Description of the task
Reproduce each of the records below verbatim, preserving every line as given.

━━━ Material supplied ━━━

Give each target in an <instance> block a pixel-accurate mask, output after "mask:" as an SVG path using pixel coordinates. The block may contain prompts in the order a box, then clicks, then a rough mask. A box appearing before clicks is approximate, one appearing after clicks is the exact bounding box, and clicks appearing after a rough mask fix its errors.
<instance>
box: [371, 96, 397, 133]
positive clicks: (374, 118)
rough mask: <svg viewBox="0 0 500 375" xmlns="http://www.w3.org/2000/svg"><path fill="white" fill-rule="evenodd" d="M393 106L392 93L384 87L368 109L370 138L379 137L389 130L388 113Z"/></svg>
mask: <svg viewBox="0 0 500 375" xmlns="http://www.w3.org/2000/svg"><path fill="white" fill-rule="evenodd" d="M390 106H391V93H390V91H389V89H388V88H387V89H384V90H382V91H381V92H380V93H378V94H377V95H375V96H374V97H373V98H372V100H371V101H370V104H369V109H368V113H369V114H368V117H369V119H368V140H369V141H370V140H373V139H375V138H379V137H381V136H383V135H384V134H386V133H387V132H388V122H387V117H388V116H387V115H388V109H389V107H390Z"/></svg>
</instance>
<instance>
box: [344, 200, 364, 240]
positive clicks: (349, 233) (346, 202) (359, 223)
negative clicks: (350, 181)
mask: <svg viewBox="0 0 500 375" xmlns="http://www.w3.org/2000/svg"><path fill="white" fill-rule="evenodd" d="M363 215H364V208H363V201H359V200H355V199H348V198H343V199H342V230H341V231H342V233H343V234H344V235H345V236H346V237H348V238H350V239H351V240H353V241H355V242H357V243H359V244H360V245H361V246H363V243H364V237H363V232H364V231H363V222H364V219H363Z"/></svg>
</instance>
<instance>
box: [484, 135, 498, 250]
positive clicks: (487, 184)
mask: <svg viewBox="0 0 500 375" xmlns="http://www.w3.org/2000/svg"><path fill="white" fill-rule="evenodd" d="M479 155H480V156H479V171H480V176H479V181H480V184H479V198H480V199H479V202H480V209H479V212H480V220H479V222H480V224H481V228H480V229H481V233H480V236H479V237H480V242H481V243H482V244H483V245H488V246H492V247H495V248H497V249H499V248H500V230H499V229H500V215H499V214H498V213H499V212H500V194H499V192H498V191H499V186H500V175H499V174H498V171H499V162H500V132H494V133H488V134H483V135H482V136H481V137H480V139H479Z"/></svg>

━━━

Solution below
Give each target in an <instance> block a pixel-accurate mask, output after "mask:" as an SVG path using pixel coordinates. The block may contain prompts in the order a box, then clicks, then a rough mask. A box appearing before clicks is approximate, one appearing after clicks is the exact bounding box, and clicks appearing after a rough mask fix its errors.
<instance>
box: [371, 96, 397, 133]
positive clicks: (374, 118)
rough mask: <svg viewBox="0 0 500 375" xmlns="http://www.w3.org/2000/svg"><path fill="white" fill-rule="evenodd" d="M393 106L392 93L384 87L368 109L370 138L379 137L389 130L388 113Z"/></svg>
mask: <svg viewBox="0 0 500 375" xmlns="http://www.w3.org/2000/svg"><path fill="white" fill-rule="evenodd" d="M390 106H391V93H390V91H389V89H388V88H387V89H384V90H382V91H381V92H380V93H378V94H377V95H375V96H374V97H373V98H372V100H371V101H370V104H369V109H368V113H369V114H368V117H369V119H368V140H369V141H370V140H373V139H375V138H379V137H381V136H383V135H384V134H386V133H387V132H388V122H387V117H388V116H387V115H388V109H389V107H390Z"/></svg>
</instance>
<instance>
box: [344, 200, 364, 240]
positive clicks: (349, 233) (346, 202) (359, 223)
negative clicks: (350, 181)
mask: <svg viewBox="0 0 500 375" xmlns="http://www.w3.org/2000/svg"><path fill="white" fill-rule="evenodd" d="M363 215H364V208H363V201H359V200H355V199H348V198H343V199H342V230H341V231H342V233H343V234H344V235H345V236H346V237H348V238H350V239H351V240H353V241H355V242H357V243H359V244H360V245H361V246H363V243H364V237H363V232H364V231H363V222H364V219H363Z"/></svg>
</instance>
<instance>
box: [484, 135, 498, 250]
positive clicks: (487, 184)
mask: <svg viewBox="0 0 500 375" xmlns="http://www.w3.org/2000/svg"><path fill="white" fill-rule="evenodd" d="M479 155H480V156H479V171H480V176H479V181H480V184H479V198H480V199H479V202H480V209H479V212H480V220H479V222H480V224H481V228H480V229H481V233H480V236H479V237H480V242H481V243H482V244H483V245H488V246H492V247H495V248H497V249H499V248H500V230H499V229H500V215H499V214H498V213H499V212H500V194H499V192H498V191H499V186H500V175H499V174H498V171H499V162H500V132H494V133H488V134H483V135H482V136H481V137H480V139H479Z"/></svg>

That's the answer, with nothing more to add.